[Dataset excerpt]

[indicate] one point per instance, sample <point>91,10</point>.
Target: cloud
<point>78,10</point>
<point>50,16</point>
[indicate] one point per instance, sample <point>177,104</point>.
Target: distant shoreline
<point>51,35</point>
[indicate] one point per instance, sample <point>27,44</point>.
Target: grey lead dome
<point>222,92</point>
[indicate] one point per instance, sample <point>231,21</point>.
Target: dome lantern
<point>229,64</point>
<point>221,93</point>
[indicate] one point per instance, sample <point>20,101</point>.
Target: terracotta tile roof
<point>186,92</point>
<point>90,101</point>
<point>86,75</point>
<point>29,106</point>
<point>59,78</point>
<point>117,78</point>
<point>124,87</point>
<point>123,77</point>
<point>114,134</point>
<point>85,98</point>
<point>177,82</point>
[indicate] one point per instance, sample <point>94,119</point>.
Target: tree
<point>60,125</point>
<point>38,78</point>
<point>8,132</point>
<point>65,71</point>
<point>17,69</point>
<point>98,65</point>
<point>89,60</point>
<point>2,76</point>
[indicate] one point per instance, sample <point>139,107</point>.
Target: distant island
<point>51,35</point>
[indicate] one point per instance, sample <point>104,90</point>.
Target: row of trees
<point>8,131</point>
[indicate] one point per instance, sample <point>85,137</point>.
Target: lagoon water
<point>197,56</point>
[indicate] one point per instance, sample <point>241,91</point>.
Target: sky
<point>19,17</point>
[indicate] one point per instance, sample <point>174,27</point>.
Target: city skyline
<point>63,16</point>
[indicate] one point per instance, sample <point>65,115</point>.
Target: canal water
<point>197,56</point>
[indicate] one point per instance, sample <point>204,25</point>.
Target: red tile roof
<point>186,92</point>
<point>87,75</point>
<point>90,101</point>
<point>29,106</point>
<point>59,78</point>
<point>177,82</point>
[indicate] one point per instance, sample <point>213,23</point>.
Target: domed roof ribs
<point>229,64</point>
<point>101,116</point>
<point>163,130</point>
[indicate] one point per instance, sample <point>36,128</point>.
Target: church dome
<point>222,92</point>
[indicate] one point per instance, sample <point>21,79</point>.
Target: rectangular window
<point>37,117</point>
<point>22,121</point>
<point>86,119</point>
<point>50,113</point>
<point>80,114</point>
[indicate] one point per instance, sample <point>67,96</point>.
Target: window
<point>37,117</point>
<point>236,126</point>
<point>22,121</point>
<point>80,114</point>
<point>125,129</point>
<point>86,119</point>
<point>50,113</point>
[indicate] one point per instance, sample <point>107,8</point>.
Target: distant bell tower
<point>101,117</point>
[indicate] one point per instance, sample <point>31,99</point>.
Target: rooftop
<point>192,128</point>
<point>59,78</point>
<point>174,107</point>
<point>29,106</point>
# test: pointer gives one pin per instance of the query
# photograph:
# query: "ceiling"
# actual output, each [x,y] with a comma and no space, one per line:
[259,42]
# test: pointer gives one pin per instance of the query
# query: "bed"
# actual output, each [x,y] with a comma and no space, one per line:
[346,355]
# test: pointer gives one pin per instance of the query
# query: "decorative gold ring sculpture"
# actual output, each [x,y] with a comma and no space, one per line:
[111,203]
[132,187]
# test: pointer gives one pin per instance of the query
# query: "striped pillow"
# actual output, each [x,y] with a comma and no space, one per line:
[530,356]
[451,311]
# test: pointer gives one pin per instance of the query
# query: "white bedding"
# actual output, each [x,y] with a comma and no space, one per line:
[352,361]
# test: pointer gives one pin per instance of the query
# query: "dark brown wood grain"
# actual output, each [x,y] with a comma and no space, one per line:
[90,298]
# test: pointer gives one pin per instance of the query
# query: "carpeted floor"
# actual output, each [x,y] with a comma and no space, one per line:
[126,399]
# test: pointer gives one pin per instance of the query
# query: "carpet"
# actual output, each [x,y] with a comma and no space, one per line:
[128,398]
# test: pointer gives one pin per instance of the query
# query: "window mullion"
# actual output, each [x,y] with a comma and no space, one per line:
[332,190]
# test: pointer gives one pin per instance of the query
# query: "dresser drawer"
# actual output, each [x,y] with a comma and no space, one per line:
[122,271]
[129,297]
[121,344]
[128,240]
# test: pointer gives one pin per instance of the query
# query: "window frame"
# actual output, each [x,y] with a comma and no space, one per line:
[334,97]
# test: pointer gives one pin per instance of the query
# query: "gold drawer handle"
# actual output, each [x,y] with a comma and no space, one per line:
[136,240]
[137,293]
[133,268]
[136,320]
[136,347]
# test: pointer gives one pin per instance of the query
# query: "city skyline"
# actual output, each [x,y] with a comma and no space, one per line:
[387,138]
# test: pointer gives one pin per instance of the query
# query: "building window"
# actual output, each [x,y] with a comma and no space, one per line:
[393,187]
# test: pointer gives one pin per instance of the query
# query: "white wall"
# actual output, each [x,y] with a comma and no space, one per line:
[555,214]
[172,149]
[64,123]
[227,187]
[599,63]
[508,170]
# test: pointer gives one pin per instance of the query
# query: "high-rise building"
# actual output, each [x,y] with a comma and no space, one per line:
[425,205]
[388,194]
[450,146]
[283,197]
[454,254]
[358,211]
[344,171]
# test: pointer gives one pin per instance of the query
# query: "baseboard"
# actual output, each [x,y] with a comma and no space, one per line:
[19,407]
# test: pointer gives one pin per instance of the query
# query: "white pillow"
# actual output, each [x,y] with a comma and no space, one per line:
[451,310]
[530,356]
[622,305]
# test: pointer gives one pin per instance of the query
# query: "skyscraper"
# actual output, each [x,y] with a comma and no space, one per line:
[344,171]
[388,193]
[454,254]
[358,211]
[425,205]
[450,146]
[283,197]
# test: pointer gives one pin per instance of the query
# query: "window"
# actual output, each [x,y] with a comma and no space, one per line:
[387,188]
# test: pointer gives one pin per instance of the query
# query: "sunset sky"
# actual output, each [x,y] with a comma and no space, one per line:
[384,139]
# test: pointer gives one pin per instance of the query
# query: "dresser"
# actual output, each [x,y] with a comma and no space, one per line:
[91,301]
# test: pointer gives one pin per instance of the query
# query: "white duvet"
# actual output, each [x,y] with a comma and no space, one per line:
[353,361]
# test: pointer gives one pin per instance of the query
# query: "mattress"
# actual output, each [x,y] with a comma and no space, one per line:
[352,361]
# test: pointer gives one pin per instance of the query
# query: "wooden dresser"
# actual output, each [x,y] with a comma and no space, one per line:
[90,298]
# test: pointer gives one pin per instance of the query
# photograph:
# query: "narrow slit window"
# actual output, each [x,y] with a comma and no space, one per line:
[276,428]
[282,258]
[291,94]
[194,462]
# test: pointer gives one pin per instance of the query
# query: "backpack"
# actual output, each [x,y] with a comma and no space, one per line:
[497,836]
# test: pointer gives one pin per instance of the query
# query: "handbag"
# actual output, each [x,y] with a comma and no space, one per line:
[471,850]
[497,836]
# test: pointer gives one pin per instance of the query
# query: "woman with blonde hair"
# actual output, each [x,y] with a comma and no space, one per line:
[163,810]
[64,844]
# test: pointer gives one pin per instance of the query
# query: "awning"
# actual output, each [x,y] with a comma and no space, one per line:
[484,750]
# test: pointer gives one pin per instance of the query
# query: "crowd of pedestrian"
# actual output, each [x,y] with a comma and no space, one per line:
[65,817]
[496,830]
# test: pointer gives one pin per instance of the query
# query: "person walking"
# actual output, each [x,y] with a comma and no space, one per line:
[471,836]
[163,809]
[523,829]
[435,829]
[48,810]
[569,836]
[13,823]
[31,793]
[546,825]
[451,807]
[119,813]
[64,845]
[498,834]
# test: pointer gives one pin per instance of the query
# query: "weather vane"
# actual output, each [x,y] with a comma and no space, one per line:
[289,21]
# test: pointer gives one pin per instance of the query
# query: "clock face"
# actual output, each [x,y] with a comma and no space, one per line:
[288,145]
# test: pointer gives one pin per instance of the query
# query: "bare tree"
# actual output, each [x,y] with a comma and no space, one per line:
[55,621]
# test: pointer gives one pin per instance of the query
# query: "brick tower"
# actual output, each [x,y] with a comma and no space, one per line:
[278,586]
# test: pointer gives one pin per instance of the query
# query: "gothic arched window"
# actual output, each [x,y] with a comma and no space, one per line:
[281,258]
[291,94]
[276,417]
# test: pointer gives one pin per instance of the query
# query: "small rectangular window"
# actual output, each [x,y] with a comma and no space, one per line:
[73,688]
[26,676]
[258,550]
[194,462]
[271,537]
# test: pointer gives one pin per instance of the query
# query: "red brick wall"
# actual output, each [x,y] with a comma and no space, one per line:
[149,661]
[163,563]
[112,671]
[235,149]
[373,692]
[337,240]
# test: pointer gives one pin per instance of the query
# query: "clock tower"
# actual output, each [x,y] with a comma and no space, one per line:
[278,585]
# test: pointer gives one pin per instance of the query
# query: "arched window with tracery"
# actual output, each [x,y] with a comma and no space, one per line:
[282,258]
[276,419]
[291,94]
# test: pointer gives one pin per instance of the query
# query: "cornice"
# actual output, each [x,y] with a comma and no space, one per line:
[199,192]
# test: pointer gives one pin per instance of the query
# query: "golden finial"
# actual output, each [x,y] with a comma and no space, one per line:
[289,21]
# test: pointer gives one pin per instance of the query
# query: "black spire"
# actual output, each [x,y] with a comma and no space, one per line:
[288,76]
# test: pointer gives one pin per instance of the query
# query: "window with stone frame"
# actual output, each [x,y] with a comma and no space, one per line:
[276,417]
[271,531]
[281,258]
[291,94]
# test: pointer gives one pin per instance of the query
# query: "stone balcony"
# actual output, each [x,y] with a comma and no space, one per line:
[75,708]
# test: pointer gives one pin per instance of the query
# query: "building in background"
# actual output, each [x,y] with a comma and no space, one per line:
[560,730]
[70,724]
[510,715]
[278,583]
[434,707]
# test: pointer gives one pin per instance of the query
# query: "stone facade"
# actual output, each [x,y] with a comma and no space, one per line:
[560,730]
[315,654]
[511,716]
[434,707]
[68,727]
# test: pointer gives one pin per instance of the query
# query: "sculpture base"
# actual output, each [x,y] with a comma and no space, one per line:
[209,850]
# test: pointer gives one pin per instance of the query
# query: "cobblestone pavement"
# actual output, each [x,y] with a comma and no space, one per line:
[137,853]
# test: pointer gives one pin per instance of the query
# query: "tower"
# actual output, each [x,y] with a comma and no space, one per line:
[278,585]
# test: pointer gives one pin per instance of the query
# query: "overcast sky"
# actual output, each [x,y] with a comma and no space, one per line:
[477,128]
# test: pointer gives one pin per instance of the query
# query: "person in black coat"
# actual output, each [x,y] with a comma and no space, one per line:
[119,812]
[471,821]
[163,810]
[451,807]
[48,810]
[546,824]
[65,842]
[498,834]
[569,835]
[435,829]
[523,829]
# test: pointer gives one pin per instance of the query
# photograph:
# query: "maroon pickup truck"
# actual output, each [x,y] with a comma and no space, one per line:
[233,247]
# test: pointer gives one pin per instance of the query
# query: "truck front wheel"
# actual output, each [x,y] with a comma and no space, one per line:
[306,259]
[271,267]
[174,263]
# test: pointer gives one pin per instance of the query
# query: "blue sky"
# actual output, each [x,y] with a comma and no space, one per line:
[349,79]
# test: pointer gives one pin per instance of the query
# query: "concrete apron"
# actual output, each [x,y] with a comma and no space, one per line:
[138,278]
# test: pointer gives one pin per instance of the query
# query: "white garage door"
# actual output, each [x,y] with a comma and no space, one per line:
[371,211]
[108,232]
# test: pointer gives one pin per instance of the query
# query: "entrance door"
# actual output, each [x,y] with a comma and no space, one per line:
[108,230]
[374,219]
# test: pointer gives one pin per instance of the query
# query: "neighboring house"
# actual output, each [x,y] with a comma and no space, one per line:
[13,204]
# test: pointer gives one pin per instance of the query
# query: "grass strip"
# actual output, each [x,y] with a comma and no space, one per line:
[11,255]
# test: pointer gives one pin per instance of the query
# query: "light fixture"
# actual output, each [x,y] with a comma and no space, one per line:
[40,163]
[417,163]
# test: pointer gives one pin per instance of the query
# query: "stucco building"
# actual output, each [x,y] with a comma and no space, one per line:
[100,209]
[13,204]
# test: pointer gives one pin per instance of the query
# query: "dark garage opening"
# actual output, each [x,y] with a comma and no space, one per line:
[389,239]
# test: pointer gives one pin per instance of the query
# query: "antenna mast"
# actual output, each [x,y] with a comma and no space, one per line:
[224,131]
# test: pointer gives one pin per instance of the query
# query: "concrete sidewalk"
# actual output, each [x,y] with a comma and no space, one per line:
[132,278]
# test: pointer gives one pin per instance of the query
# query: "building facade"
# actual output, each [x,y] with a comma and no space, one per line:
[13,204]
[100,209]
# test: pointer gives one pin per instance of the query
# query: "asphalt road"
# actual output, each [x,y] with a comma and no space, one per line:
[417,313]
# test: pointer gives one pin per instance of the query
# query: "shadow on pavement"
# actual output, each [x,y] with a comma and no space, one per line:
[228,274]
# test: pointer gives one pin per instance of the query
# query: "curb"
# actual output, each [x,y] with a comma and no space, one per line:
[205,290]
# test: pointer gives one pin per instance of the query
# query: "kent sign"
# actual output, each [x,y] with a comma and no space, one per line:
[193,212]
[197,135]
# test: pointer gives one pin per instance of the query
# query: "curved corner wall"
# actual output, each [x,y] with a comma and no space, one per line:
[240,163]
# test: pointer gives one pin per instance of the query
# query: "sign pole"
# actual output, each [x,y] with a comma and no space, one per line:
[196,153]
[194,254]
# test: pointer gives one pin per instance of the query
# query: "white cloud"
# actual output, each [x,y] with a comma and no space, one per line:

- [Objective]
Show each line of the items above that contains the string "rectangular", copied in full.

- [Exercise answer]
Target: rectangular window
# query: "small rectangular window"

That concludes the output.